Extract every line of the records below that contains the string "beam", matching case exactly.

#####

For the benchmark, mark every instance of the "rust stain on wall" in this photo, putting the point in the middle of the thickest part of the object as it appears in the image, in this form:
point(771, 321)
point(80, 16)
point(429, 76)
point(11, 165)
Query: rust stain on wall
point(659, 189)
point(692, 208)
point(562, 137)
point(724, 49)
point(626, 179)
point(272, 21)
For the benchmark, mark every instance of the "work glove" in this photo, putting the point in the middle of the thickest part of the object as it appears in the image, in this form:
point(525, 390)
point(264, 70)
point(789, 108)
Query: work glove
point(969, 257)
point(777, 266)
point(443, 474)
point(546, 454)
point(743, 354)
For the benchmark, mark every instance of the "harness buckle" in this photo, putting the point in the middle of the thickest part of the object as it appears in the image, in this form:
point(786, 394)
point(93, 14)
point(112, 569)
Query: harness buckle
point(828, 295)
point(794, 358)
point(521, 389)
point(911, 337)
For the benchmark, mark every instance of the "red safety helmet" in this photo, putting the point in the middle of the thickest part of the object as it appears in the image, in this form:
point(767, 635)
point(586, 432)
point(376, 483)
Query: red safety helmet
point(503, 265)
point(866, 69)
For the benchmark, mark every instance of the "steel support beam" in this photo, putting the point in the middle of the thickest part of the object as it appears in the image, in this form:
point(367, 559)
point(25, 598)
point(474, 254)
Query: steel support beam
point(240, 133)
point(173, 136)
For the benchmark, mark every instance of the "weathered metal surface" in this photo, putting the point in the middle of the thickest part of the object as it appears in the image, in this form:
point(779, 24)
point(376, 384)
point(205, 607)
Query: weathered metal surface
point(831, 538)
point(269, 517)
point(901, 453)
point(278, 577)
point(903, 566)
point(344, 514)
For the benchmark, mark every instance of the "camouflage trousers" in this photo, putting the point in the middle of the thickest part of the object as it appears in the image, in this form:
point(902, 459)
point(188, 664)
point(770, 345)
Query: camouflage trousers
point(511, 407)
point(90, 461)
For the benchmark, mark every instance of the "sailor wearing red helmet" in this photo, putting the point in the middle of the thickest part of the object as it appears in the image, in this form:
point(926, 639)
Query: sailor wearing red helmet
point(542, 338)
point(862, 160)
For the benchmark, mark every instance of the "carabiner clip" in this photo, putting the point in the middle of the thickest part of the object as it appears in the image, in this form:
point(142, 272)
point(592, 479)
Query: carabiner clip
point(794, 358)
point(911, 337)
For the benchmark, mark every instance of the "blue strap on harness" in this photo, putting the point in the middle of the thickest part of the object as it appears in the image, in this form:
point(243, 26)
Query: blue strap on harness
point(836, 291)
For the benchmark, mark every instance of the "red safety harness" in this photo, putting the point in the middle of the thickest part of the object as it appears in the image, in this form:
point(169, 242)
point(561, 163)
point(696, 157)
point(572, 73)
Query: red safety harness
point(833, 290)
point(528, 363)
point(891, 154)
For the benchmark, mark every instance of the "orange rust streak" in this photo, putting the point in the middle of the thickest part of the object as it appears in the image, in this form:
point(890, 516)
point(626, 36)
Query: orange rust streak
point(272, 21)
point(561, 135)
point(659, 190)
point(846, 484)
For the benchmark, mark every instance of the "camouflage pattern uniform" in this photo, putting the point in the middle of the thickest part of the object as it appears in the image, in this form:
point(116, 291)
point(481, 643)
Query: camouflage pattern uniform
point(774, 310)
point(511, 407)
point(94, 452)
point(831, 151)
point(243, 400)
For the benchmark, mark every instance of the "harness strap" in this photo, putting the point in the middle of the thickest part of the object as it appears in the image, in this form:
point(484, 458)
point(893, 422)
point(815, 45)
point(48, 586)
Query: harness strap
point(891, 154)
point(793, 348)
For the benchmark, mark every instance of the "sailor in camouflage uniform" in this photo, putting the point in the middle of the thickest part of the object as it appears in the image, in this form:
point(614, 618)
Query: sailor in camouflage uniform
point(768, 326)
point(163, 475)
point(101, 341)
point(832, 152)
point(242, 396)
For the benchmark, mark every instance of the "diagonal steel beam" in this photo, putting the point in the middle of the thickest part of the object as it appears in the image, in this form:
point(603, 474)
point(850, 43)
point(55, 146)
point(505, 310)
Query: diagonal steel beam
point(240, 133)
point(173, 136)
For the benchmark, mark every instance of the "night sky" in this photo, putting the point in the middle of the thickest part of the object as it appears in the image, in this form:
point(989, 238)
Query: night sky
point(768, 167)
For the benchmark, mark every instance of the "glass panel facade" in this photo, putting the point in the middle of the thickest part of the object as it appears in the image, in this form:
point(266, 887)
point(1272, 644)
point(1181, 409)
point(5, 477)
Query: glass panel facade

#####

Problem solution:
For the benchmark, mark every instance of the "steel support beam" in this photo, putting the point in the middle of the thickest part of the object as it appears in the image, in this form:
Query: steel support beam
For the benchmark, mark every instance of the "diagonal steel beam" in this photo, putting the point in the middle of the thickest part of the object as it appears in the image, in this form:
Query: diagonal steel beam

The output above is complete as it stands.